练习目标> 在这段关于中医药对外传播的文字中,中医早期海外传播时,国外接受的对象主要局限于哪些方面?

文档节选>
··········

在中医早期海外传播时,国外接受的对象主要局限于针灸、拔罐等治疗技术层面,忽略了文化传播的重要性,从而造成“干针”等情况出现。中医药中传达的天人合一、整体观念、辨证施治、阴阳平衡、扶正祛邪、三因制宜等思想、文化、价值观并没有得到真正的传播,这也为中医药对外传播带来影响。
2.4 文化缺省造成译语话语权削弱
翻译是一种跨越民族、超越语言、穿越文化的信息传递行为,因“译者处理的是个别的词,他面对的则是两大片文化。”[10]译语话语权是指通过适切的译语形式将自己民族的文化、价值观念、意识形态等注入译语国家,以实现其自身的国际诉求[11]。由于中西方的文化背景、历史沿革、意识形态、国家意志以及价值观念不同,不同的语言各有不同的语法形式和表达体系,这样造成文化缺省现象出现。文化缺省会对处于不同语言文化背景中的读者造成意义真空,导致对文本无法获得连贯的理解[12]。而中医文化中一些专有名词或特殊术语常因为文化缺省,造成对外传播中译名效果考量和译语运用权衡尺度的差异,继而在翻译的过程削弱了自身应有的话语主导权。
3 中医药国际化进程中突出文化内涵的对策
3.1 认识中医文化,达到文化自觉
“文化自觉”指生活在一定文化中的人对其文化有“自知之明”,首先要认识自己的文化,明白其来源,知晓其历史进程,获悉其特色以及未来发展趋向,同时也理解所接触的他国文化,学会解决处理文化接触的问题,最终达到“各美其美,美美与共”[13]。因此,要对中医文化产生“自知之明”,需理解认同中医传统文化的内涵。对何为“优长”及“缺陷”仔细反思是文化自觉的必要前提,只有明白“从哪儿来”,才能知道“到哪儿去”,达到文化自觉不是“文化复旧”,要远离“中医超科学”的文化保守主义道路,深刻了解自身,加强自主适应,取得融入新环境、解决新冲突、战胜新挑战能力。文化自觉也非“全盘西化”,中医只有理解所接触的其他医学文化,与现代医学进行交融,汲取接纳可为“我”所用的进步文化,进而实现保持自我、健康发展、卓然自立。

··········

数据展示>
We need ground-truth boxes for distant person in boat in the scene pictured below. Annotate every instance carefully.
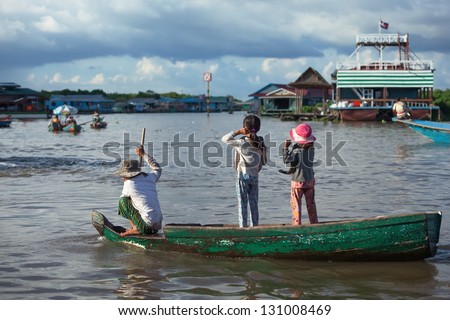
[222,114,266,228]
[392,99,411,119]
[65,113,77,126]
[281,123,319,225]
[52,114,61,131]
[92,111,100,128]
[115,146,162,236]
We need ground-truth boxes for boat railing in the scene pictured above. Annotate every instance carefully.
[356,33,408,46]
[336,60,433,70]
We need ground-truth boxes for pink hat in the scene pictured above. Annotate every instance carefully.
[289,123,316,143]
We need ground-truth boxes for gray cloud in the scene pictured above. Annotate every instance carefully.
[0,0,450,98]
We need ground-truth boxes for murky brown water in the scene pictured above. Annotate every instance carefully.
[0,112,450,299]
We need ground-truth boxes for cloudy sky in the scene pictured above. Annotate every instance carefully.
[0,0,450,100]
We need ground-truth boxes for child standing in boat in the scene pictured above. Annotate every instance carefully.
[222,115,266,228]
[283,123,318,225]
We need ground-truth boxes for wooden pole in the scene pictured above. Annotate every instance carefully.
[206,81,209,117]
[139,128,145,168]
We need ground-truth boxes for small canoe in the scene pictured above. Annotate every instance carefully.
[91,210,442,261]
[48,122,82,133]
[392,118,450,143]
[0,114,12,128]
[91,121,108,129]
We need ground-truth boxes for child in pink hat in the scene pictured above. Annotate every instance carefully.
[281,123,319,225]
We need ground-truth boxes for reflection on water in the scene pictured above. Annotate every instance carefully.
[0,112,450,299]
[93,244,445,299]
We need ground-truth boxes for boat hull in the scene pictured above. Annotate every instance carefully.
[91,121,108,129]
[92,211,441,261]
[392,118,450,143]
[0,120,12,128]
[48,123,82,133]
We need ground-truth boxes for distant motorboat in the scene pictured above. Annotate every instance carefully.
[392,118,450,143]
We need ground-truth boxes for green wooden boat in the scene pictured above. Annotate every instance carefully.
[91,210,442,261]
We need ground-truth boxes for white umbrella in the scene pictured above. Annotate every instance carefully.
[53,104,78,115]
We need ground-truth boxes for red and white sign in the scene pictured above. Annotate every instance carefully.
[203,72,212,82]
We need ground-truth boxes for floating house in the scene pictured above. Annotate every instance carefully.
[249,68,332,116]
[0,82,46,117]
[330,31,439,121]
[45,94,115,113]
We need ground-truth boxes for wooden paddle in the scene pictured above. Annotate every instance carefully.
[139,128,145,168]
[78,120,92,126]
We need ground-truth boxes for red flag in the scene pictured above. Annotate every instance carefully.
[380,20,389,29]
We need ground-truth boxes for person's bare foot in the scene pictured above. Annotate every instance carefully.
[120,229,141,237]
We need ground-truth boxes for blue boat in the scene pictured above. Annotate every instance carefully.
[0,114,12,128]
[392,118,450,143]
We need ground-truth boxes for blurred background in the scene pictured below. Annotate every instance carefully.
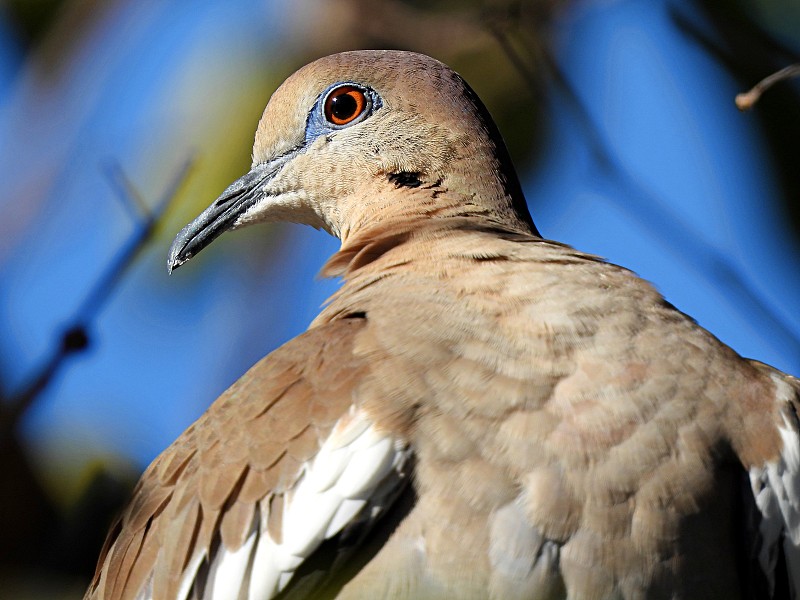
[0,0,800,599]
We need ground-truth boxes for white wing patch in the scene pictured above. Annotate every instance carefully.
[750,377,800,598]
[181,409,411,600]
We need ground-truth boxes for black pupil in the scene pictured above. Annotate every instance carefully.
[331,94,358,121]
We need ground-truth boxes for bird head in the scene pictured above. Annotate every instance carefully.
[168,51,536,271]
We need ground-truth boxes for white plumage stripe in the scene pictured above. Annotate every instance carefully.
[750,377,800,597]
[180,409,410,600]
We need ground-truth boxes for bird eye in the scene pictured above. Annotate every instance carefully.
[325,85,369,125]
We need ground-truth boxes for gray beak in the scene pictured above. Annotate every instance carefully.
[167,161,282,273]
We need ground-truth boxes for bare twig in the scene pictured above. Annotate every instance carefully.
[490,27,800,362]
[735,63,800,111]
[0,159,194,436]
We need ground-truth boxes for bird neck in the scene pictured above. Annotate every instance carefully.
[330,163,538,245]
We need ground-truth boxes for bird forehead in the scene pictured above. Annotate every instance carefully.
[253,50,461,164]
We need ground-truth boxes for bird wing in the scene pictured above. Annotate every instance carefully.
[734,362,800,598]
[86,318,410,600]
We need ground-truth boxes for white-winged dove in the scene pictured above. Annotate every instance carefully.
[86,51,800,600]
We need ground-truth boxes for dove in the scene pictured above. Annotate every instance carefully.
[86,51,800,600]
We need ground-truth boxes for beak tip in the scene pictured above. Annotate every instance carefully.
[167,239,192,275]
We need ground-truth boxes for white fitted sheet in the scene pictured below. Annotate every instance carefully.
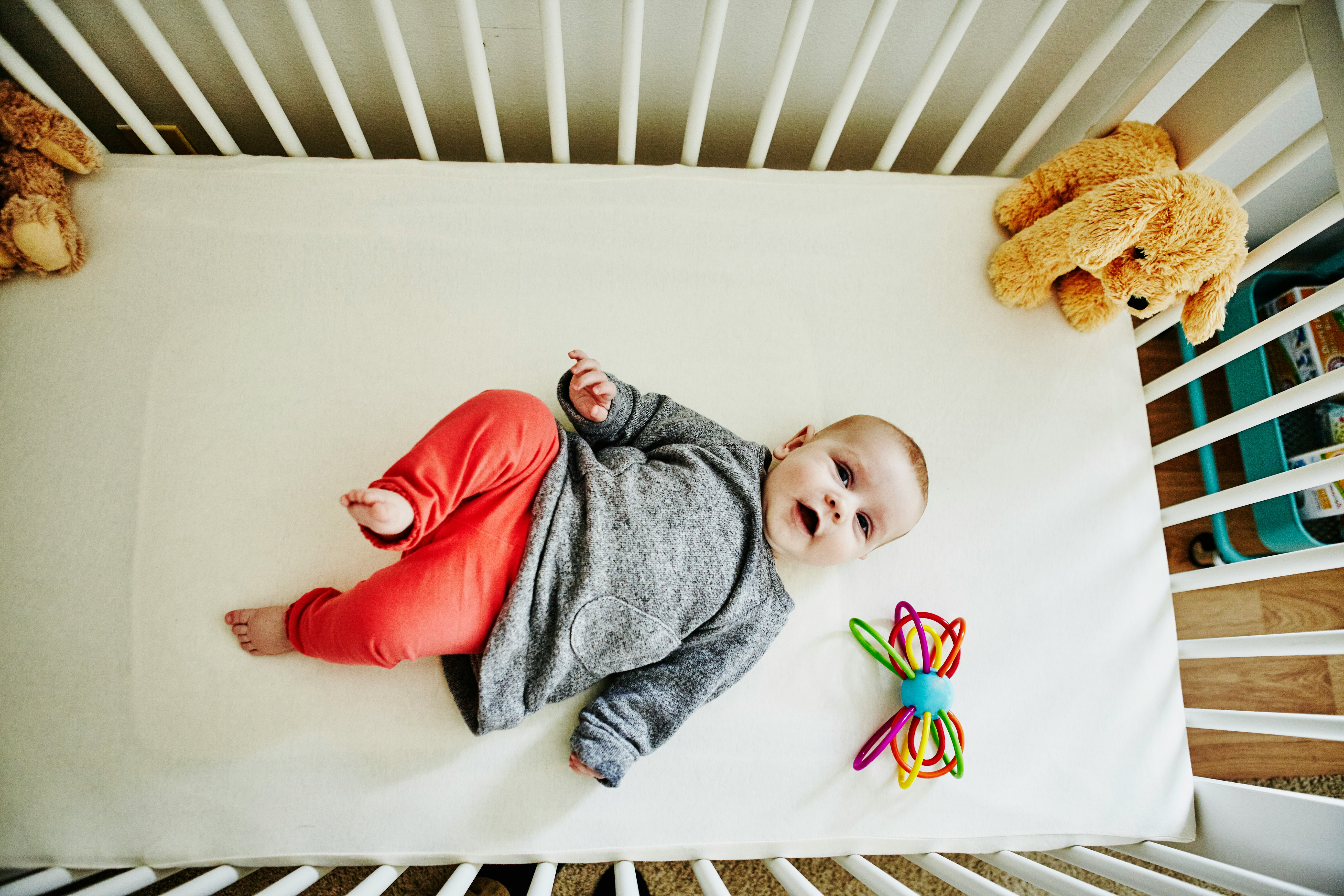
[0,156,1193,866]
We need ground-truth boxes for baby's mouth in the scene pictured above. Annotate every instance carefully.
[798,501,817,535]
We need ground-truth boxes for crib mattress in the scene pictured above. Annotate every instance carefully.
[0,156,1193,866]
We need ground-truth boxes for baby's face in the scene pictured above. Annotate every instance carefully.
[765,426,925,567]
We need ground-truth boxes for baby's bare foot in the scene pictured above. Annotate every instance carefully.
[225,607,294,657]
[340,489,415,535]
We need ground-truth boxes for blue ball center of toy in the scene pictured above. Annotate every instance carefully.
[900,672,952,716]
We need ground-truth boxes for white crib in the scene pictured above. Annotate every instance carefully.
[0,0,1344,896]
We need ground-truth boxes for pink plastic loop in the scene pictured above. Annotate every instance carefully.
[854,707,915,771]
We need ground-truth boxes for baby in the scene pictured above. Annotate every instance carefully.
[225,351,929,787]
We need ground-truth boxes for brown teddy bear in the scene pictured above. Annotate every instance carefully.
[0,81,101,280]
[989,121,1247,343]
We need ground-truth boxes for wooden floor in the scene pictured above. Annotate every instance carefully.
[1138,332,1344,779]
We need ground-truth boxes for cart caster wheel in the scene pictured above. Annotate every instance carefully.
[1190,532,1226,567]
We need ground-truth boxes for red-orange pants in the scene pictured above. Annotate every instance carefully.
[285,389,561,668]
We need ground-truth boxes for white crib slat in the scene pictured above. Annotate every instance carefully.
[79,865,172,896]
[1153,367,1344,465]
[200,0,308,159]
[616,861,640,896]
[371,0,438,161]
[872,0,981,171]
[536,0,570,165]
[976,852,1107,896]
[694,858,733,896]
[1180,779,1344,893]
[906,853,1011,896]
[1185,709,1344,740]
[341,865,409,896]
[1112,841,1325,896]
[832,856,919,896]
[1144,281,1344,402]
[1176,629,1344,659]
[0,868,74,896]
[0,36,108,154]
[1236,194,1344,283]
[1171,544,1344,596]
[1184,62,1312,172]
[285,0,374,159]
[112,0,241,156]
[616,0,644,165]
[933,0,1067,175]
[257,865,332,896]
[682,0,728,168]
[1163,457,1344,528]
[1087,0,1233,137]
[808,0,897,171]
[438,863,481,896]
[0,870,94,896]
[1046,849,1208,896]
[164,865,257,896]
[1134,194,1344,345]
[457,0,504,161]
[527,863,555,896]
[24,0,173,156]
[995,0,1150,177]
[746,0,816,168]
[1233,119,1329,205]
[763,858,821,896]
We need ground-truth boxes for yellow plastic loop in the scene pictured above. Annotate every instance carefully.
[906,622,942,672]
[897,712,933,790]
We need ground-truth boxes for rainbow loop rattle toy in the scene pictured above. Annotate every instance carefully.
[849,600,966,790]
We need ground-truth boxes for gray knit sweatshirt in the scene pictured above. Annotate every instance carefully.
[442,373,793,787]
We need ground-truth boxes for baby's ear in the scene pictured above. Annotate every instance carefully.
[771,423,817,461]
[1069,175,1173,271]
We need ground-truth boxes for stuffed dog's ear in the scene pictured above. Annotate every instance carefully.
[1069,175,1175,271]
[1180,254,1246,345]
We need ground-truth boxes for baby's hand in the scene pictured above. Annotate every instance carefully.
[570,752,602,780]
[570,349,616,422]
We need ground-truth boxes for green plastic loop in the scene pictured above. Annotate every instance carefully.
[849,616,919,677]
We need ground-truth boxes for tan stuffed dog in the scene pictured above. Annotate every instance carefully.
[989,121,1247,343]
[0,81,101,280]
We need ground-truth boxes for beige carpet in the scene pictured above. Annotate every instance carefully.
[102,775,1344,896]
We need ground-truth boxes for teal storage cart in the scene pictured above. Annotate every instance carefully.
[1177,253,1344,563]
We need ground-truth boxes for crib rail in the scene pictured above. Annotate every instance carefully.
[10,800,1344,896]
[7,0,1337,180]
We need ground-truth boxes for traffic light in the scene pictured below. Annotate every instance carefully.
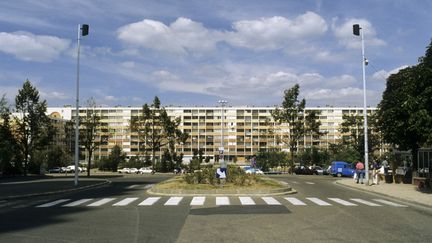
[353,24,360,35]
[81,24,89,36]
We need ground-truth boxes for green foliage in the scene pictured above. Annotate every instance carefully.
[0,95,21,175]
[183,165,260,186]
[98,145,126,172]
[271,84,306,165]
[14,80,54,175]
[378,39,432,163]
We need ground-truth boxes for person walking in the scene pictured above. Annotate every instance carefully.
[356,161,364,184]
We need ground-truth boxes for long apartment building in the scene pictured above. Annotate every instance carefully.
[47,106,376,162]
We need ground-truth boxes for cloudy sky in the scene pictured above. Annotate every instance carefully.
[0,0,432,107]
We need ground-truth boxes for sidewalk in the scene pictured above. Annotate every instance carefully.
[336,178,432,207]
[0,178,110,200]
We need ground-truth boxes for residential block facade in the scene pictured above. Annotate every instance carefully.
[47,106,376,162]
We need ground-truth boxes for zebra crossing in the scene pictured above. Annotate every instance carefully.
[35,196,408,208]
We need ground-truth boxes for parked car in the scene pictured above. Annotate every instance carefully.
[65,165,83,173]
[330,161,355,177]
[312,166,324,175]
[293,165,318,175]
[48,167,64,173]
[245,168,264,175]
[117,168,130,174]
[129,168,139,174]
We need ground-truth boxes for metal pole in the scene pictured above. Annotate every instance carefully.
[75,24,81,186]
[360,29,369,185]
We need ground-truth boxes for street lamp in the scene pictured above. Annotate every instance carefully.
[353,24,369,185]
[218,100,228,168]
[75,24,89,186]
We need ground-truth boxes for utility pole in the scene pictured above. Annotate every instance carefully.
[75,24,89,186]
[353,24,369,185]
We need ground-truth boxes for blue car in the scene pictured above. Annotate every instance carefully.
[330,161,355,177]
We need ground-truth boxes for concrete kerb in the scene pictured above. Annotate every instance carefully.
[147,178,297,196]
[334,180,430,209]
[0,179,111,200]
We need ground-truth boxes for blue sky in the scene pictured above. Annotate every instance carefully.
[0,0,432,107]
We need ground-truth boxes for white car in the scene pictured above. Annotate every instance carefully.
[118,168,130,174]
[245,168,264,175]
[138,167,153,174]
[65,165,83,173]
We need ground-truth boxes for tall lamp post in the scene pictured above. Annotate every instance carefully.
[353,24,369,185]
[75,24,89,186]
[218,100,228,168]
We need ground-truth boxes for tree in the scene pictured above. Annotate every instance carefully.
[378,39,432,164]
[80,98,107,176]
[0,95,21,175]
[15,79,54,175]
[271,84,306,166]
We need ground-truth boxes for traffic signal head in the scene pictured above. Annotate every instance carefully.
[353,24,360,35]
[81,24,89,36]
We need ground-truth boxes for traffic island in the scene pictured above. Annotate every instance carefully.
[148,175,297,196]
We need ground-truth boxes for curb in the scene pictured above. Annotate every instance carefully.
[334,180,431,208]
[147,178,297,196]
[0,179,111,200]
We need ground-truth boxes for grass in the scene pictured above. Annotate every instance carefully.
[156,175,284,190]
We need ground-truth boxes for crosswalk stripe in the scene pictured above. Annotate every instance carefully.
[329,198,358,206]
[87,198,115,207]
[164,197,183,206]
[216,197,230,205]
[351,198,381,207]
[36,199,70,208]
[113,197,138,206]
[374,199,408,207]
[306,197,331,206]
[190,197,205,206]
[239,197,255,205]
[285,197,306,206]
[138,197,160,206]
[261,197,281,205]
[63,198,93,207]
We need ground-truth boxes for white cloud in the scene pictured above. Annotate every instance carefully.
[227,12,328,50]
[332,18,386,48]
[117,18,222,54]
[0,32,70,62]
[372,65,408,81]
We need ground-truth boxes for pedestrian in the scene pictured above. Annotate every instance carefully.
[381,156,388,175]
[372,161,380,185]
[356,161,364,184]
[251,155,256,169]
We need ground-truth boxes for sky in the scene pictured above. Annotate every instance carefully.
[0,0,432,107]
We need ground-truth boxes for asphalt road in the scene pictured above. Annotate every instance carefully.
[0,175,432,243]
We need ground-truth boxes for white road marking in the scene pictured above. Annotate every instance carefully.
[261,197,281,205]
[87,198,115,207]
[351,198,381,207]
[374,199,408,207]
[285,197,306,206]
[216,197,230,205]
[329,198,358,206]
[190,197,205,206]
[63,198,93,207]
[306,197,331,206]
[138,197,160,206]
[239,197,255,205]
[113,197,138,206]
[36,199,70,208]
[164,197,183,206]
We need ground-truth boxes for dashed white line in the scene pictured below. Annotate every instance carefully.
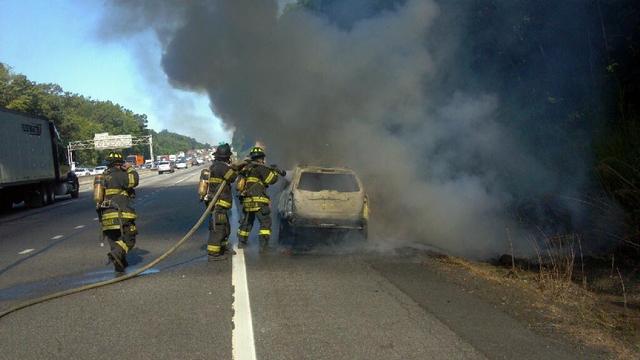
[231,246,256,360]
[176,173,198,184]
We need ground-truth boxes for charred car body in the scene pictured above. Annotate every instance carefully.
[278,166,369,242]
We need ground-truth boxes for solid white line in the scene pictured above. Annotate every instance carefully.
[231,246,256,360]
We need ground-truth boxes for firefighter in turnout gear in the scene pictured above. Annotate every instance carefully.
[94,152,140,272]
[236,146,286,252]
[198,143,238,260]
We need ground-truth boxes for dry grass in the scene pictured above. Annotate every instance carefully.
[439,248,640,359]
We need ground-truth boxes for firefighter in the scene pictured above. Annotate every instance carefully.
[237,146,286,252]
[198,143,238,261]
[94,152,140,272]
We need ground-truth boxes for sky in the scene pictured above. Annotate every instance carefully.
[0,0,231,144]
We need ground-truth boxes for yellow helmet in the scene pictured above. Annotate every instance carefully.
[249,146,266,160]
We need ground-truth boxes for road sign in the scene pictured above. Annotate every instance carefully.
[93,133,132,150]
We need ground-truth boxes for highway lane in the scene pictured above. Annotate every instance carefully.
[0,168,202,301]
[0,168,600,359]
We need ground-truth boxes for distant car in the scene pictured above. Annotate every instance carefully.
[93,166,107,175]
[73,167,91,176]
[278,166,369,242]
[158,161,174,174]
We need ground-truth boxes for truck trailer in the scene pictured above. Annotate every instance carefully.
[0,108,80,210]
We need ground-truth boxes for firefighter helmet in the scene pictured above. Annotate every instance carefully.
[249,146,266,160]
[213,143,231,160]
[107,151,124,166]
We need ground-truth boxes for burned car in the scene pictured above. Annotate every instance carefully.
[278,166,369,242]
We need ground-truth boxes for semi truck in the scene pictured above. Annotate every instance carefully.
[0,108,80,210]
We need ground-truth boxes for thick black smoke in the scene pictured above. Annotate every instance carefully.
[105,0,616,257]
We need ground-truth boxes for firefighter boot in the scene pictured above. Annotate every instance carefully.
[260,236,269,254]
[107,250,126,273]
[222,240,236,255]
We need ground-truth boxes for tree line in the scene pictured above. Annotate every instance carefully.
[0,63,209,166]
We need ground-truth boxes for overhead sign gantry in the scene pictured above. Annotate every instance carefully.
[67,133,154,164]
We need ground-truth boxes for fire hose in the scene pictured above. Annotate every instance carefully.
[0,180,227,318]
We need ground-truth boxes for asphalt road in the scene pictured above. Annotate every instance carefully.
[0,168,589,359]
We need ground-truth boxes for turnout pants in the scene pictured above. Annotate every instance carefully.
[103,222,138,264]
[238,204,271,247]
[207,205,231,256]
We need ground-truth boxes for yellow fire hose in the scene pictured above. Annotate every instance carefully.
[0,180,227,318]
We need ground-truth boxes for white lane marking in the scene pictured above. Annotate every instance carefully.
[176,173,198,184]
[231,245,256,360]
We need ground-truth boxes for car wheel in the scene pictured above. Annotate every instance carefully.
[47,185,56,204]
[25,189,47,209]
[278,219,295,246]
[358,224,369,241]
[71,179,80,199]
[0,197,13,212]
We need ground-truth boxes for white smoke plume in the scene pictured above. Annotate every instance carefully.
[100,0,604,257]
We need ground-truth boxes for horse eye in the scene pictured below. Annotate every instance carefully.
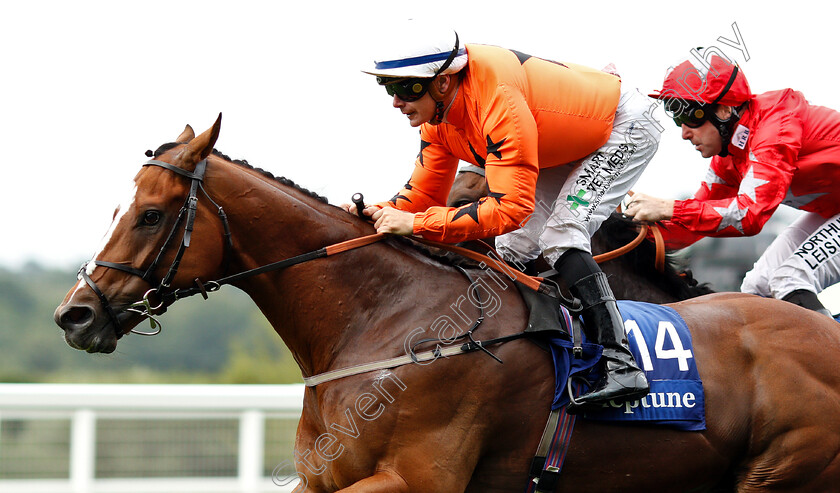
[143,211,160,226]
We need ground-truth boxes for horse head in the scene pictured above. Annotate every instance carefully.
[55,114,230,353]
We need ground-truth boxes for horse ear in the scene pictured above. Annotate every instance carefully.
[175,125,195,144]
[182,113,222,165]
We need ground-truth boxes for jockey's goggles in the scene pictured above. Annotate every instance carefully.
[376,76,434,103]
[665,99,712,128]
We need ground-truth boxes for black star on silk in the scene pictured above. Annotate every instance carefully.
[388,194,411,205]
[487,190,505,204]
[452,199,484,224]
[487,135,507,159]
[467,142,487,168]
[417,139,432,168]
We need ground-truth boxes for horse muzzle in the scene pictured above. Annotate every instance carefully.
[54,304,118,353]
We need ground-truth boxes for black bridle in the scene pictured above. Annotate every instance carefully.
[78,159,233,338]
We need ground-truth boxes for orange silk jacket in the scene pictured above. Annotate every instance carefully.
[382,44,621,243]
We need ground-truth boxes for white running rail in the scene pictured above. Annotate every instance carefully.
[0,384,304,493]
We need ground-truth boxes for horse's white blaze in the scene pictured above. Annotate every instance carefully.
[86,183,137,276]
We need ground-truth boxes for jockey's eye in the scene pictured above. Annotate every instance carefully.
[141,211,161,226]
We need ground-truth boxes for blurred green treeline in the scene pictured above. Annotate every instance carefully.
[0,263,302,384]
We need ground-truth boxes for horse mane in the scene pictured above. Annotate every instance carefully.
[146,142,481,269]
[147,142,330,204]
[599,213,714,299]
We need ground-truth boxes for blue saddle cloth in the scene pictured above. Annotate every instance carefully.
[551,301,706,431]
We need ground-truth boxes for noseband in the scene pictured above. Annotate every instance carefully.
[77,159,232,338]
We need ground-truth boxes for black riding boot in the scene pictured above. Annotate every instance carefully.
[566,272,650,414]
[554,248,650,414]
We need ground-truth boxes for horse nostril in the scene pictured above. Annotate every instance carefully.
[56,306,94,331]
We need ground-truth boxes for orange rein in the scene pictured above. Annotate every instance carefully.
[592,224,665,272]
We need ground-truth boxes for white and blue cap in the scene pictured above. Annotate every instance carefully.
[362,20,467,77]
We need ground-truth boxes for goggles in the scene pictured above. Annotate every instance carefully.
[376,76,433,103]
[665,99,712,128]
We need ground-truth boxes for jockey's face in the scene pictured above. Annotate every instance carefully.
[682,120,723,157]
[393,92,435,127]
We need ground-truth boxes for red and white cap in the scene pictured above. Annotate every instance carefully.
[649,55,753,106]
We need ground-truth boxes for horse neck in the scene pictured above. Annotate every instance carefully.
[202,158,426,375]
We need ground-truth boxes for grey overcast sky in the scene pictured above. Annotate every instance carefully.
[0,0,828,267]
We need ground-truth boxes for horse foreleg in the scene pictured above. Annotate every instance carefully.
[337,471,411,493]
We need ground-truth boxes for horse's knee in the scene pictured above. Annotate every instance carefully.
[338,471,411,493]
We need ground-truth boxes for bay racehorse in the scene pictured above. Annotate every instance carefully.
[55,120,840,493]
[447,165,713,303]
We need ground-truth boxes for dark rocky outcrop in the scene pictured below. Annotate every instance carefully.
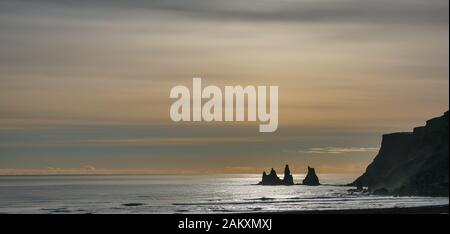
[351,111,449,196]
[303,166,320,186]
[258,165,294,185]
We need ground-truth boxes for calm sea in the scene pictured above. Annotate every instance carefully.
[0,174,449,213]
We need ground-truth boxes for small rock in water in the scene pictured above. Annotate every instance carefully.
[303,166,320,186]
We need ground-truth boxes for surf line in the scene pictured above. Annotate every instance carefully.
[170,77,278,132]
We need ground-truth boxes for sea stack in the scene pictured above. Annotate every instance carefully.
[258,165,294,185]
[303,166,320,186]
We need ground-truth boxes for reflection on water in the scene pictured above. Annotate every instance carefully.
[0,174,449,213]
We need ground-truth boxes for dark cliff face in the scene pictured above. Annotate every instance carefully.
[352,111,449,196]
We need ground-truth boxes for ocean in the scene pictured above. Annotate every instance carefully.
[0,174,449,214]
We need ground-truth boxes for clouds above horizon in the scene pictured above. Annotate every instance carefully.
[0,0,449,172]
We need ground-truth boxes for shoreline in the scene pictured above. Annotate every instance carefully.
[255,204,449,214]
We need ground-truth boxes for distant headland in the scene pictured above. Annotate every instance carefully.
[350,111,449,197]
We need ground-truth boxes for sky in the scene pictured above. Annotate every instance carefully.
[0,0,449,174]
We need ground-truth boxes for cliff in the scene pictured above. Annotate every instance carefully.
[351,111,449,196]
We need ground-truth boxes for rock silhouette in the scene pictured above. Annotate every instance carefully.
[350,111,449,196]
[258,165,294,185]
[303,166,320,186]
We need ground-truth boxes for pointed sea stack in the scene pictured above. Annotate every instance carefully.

··········

参考答案> 针灸、拔罐等治疗技术层面。